**Request:**
Pull out every line of the rows below that contains the word "green" and copy each one as it appears.

**Excerpted records:**
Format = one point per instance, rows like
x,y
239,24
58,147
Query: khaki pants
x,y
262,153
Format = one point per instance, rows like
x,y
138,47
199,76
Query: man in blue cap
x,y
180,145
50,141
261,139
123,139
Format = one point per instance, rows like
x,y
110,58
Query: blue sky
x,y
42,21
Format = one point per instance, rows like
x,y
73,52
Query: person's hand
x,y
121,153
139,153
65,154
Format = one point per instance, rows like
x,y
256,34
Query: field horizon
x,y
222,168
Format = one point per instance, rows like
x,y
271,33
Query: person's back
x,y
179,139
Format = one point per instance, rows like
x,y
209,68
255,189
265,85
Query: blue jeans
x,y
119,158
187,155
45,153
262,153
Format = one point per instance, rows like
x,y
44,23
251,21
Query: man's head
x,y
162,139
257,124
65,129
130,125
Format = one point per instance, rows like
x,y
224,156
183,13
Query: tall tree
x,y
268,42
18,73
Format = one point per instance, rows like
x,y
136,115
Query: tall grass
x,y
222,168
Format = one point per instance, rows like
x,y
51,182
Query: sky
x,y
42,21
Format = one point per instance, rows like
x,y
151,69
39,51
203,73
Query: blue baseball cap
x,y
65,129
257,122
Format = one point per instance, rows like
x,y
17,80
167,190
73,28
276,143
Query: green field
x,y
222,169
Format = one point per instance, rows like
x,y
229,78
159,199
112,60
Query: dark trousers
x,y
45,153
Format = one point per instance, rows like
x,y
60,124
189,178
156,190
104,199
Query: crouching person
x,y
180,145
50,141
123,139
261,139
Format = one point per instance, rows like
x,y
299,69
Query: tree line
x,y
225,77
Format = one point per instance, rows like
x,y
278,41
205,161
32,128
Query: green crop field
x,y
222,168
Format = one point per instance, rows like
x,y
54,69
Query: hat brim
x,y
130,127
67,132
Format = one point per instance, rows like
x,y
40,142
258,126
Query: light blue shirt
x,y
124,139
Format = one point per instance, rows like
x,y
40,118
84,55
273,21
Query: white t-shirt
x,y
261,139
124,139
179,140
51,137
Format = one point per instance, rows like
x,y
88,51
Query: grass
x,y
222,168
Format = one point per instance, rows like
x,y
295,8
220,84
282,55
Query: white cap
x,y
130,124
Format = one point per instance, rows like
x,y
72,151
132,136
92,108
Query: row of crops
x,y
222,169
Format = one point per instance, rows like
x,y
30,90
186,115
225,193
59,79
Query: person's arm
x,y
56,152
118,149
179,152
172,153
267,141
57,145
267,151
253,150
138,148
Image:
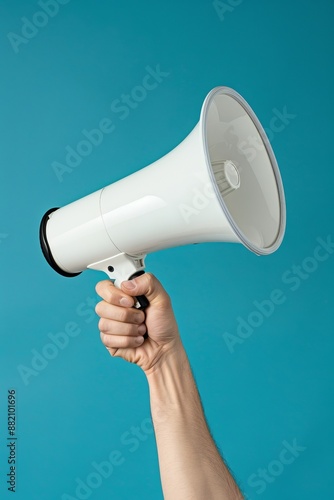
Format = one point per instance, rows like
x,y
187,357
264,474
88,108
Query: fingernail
x,y
142,329
130,285
126,302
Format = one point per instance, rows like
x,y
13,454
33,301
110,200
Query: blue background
x,y
276,386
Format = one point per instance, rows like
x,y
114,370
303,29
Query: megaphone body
x,y
215,186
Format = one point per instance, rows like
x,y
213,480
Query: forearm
x,y
190,465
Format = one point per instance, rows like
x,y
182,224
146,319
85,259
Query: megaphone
x,y
221,183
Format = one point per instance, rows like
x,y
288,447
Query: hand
x,y
122,326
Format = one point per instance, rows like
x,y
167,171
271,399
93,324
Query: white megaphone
x,y
221,183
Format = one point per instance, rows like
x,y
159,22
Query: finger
x,y
120,341
112,327
121,314
113,295
147,285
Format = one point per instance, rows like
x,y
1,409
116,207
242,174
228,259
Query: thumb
x,y
147,285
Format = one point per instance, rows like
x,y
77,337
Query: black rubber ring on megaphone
x,y
46,248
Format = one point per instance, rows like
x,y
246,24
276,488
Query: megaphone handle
x,y
142,301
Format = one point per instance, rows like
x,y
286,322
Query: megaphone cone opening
x,y
243,170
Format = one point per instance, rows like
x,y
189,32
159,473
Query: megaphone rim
x,y
203,124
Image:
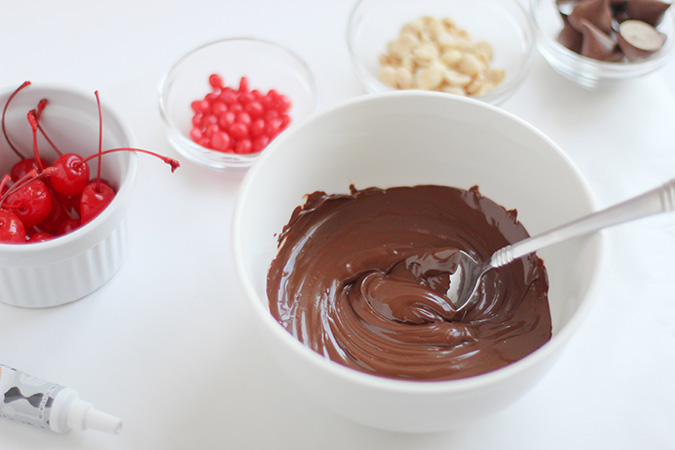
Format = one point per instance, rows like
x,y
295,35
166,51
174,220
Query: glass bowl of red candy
x,y
53,249
223,102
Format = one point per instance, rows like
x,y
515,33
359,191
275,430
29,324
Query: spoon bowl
x,y
468,272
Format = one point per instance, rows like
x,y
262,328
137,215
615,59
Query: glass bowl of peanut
x,y
481,49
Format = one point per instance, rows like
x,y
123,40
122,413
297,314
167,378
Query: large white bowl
x,y
71,266
410,138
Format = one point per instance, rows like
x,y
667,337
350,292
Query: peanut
x,y
437,55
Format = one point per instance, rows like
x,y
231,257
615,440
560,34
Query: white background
x,y
168,344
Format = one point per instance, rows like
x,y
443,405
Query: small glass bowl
x,y
587,72
265,64
502,23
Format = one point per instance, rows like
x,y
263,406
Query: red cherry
x,y
257,128
220,141
260,143
216,81
95,198
197,120
200,106
31,203
243,118
72,174
209,119
68,226
238,130
226,120
57,215
244,147
254,108
218,108
213,128
12,230
196,134
41,237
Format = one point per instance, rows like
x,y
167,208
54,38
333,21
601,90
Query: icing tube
x,y
32,400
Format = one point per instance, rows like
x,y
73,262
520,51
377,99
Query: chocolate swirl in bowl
x,y
360,279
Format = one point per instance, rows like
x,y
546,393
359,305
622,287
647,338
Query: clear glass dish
x,y
266,65
587,72
502,23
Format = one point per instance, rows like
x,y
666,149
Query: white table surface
x,y
168,344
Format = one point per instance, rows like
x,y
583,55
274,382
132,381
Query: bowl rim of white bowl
x,y
423,387
80,238
501,93
226,160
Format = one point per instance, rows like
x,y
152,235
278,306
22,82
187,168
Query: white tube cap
x,y
84,416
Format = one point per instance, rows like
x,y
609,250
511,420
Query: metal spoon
x,y
468,272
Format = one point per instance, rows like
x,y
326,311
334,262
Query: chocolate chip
x,y
598,45
569,36
596,12
649,11
639,40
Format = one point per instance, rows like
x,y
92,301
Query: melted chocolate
x,y
360,279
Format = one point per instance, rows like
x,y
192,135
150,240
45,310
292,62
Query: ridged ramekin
x,y
71,266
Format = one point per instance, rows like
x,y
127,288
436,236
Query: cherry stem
x,y
100,141
41,106
4,113
49,140
6,179
172,162
27,179
32,119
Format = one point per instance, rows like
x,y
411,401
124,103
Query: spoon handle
x,y
661,199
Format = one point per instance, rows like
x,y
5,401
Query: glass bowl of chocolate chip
x,y
603,43
481,49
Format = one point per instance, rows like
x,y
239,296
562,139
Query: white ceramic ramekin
x,y
74,265
403,139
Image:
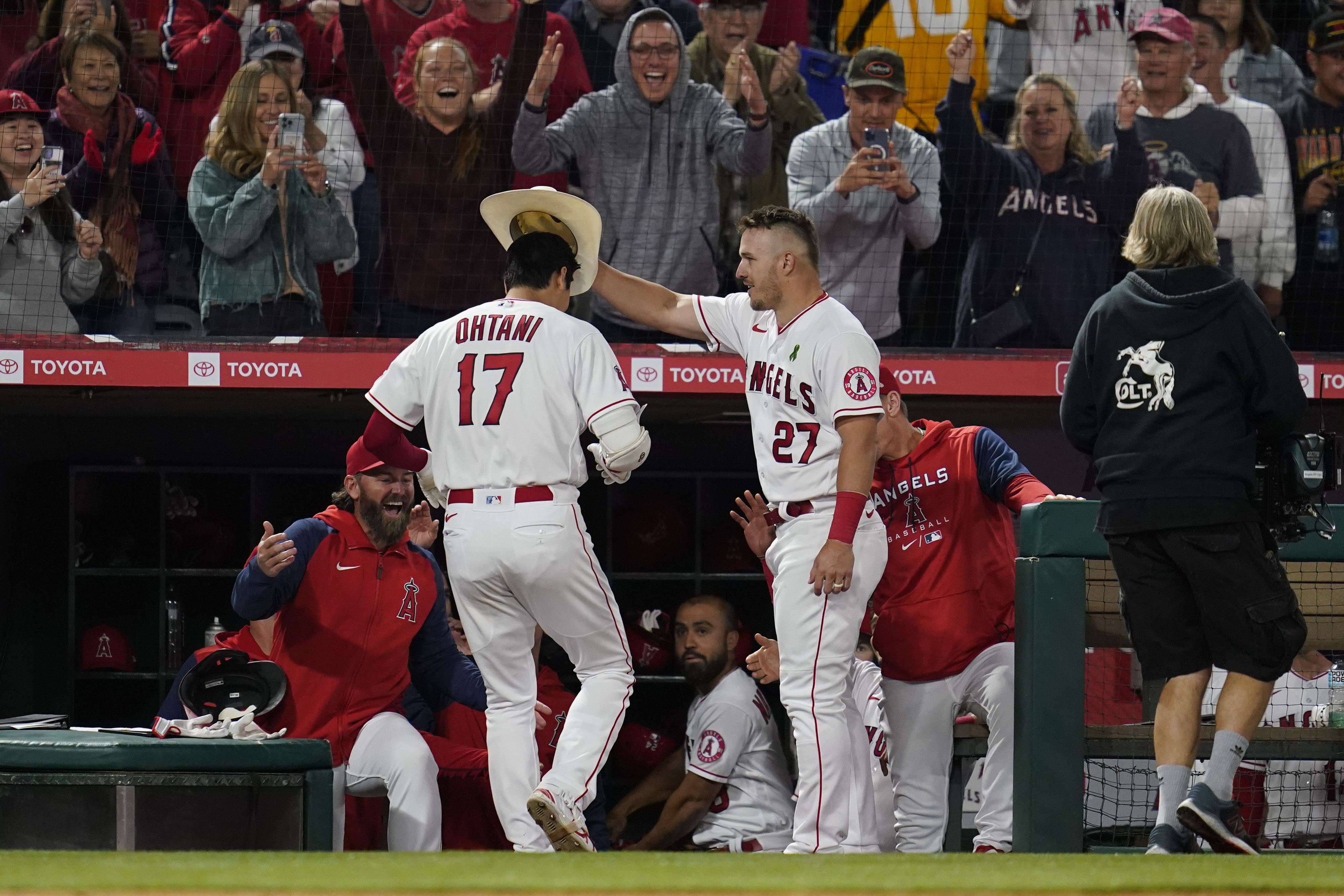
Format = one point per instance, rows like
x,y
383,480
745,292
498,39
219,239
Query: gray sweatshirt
x,y
40,279
650,170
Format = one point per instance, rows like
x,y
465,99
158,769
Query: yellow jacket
x,y
920,31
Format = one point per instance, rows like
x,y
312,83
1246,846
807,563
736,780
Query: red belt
x,y
522,495
792,508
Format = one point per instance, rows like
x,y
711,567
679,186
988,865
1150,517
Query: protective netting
x,y
1291,791
143,195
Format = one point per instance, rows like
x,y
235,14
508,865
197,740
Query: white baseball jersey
x,y
506,389
800,381
732,739
1302,797
1088,43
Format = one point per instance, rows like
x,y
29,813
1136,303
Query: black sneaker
x,y
1217,821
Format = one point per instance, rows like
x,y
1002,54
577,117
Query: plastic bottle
x,y
1337,683
1327,236
174,612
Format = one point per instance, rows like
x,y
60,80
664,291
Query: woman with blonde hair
x,y
1046,214
437,162
267,214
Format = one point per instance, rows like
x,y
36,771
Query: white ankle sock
x,y
1173,784
1229,752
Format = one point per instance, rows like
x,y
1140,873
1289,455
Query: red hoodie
x,y
948,589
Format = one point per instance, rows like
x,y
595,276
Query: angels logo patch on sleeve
x,y
861,385
712,746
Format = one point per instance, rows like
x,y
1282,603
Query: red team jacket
x,y
948,589
354,627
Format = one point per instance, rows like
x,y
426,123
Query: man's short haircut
x,y
534,258
730,614
1220,33
1171,229
795,222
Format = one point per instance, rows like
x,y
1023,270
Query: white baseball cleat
x,y
562,821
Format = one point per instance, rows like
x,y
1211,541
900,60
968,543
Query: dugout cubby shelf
x,y
143,535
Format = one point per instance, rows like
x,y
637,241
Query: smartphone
x,y
878,139
291,131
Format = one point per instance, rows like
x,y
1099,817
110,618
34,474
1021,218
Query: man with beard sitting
x,y
730,792
360,610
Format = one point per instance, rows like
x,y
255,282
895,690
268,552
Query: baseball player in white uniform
x,y
506,390
729,791
812,391
1302,797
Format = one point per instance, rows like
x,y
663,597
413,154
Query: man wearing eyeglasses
x,y
648,150
600,23
732,26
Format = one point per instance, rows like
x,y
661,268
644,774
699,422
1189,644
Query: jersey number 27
x,y
467,385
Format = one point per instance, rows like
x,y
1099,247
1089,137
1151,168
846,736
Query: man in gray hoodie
x,y
647,150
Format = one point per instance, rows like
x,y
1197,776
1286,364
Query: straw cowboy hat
x,y
545,210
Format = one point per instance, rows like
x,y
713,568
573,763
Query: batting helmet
x,y
232,679
639,750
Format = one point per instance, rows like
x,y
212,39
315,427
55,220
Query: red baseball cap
x,y
1167,25
106,648
18,101
888,382
360,459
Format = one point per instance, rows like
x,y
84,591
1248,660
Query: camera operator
x,y
1174,375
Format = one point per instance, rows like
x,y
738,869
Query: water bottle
x,y
213,631
174,612
1327,236
1337,682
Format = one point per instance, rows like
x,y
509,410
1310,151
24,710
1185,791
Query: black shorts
x,y
1208,596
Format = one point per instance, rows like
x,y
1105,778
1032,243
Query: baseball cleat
x,y
562,821
1217,821
1167,840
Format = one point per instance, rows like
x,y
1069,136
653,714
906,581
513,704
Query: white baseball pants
x,y
392,760
818,636
921,717
514,567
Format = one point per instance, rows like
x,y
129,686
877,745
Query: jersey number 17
x,y
510,363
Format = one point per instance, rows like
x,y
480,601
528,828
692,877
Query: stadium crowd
x,y
972,190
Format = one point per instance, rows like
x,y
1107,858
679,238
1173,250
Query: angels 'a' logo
x,y
710,748
1162,374
408,610
915,514
861,385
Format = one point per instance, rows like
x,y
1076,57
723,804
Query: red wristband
x,y
846,520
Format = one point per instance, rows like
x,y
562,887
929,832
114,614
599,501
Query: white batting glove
x,y
610,476
432,492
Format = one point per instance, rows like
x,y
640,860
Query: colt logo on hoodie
x,y
408,610
1159,373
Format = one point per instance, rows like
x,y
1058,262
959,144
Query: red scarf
x,y
116,210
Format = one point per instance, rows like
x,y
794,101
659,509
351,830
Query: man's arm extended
x,y
682,813
647,303
657,786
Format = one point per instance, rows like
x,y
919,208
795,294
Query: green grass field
x,y
662,874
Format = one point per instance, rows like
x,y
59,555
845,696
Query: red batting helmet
x,y
639,750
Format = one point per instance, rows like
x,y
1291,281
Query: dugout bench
x,y
99,791
1065,605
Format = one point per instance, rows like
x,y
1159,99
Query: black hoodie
x,y
1175,371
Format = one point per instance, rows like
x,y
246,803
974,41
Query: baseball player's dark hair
x,y
534,258
798,223
730,614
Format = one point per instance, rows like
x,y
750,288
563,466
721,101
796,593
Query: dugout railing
x,y
1068,602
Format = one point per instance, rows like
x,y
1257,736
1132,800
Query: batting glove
x,y
610,476
432,492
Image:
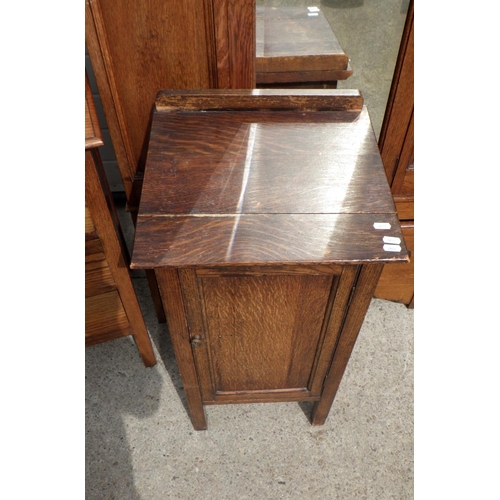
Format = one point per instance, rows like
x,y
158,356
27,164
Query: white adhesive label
x,y
392,239
392,248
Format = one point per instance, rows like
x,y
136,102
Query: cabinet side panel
x,y
263,331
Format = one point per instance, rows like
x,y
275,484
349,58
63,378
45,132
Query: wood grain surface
x,y
273,186
93,135
294,39
264,330
258,99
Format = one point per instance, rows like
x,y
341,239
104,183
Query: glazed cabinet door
x,y
258,335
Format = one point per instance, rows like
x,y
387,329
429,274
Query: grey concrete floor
x,y
139,440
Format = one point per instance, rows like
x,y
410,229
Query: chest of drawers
x,y
267,219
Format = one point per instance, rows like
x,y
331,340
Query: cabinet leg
x,y
363,293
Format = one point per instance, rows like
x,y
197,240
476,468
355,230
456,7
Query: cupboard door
x,y
263,337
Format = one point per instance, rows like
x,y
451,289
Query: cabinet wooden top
x,y
296,39
263,177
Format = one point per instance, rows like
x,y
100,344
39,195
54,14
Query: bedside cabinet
x,y
267,218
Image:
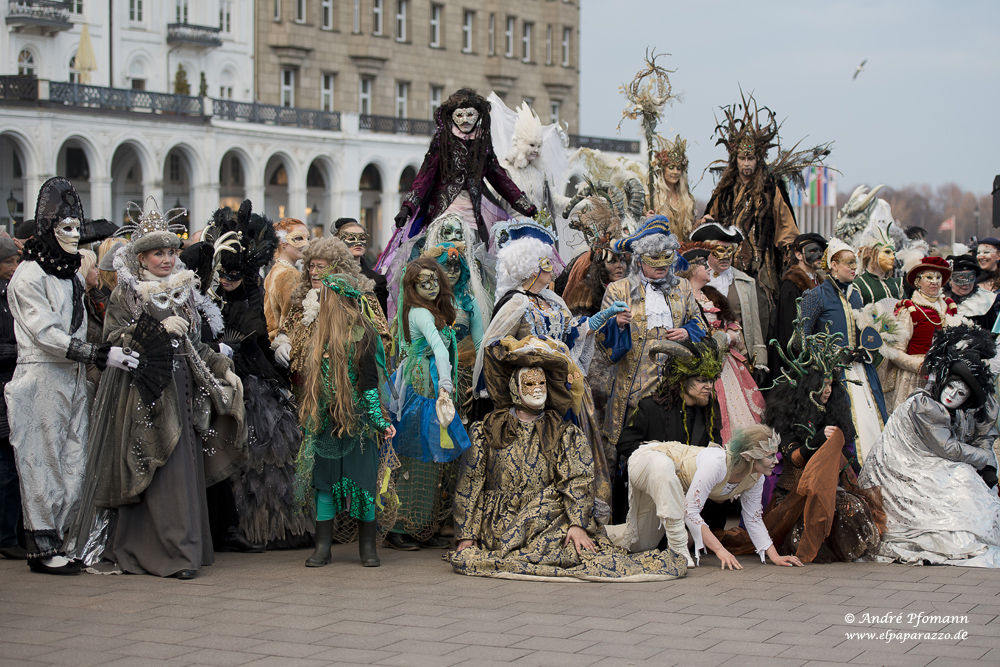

**Answer to the exercise:**
Query: green field
Query: green crop field
Query: green grass field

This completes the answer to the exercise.